# Lab 18 - Cental Limit Theorem (CLT)

The Cental Limit Theorem says that if we take many samples from a population, then the means of those samples have a normal distribution. As we take more samples, the mean of the normal distribution gets closer to the mean of the population, and the standard deviation of the normal distribution gets closer to standard deviation of the population divided by the square root of the sample size.

We will experimentally test the Central Limit Theorem in this lab. 

Download the CSV file of nuitritional information for Starbucks drinks, which is taken from [Kaggle.com](https://www.kaggle.com/starbucks/starbucks-menu). 

First, let's import the necessary libraries.

In [56]:
import numpy as np
import matplotlib.pyplot as plt
import pandas as pd
%matplotlib inline

### Loading and cleaning the data.

Read the CSV file into a dataframe called `drinks`.

Display your `drinks` dataframe below. 

What symbol represents missing data in this data set? Since this is not a standard symbol, Pandas, does not recognize it as meaning missing data. 

Pandas does not recognize `-` as missing data here, so we to pass this information to the `read_csv` function by adding the parameter `na_values = "-"`. Try reading in the file again, using this parameter below. 

Display your revised dataframe.

How does Pandas represent missing data? 

There is one more problem with how the data was read in. What is the first column?

(Items listed in a dataset)
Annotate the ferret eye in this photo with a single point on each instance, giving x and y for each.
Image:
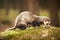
(46, 20)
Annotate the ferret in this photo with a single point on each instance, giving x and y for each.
(26, 19)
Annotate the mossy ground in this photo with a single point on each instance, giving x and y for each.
(39, 33)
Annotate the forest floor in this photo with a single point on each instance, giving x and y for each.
(38, 33)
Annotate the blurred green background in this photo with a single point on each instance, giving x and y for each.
(9, 9)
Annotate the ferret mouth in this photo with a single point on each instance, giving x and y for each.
(22, 27)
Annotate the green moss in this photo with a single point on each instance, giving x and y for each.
(39, 33)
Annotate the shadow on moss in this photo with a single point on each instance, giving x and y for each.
(39, 33)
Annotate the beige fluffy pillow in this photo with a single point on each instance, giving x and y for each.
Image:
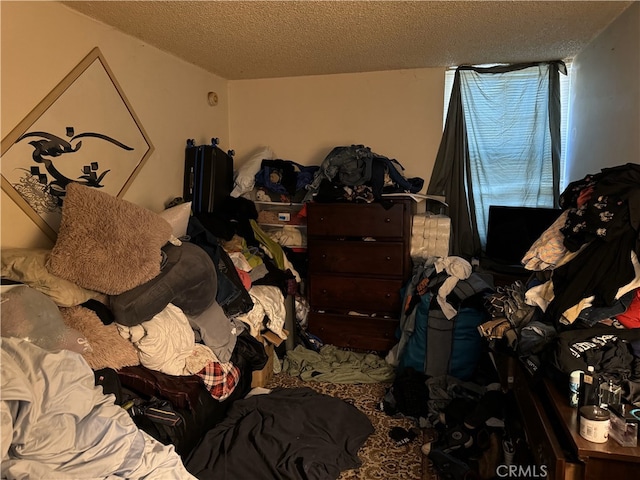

What this task involves |
Reproduce the Central Limit Theorem lab text, everything from "Read the CSV" down to "represent missing data?".

Written solution |
Read the CSV file into a dataframe called `drinks`.

Display your `drinks` dataframe below. 

What symbol represents missing data in this data set? Since this is not a standard symbol, Pandas, does not recognize it as meaning missing data. 

Pandas does not recognize `-` as missing data here, so we to pass this information to the `read_csv` function by adding the parameter `na_values = "-"`. Try reading in the file again, using this parameter below. 

Display your revised dataframe.

How does Pandas represent missing data?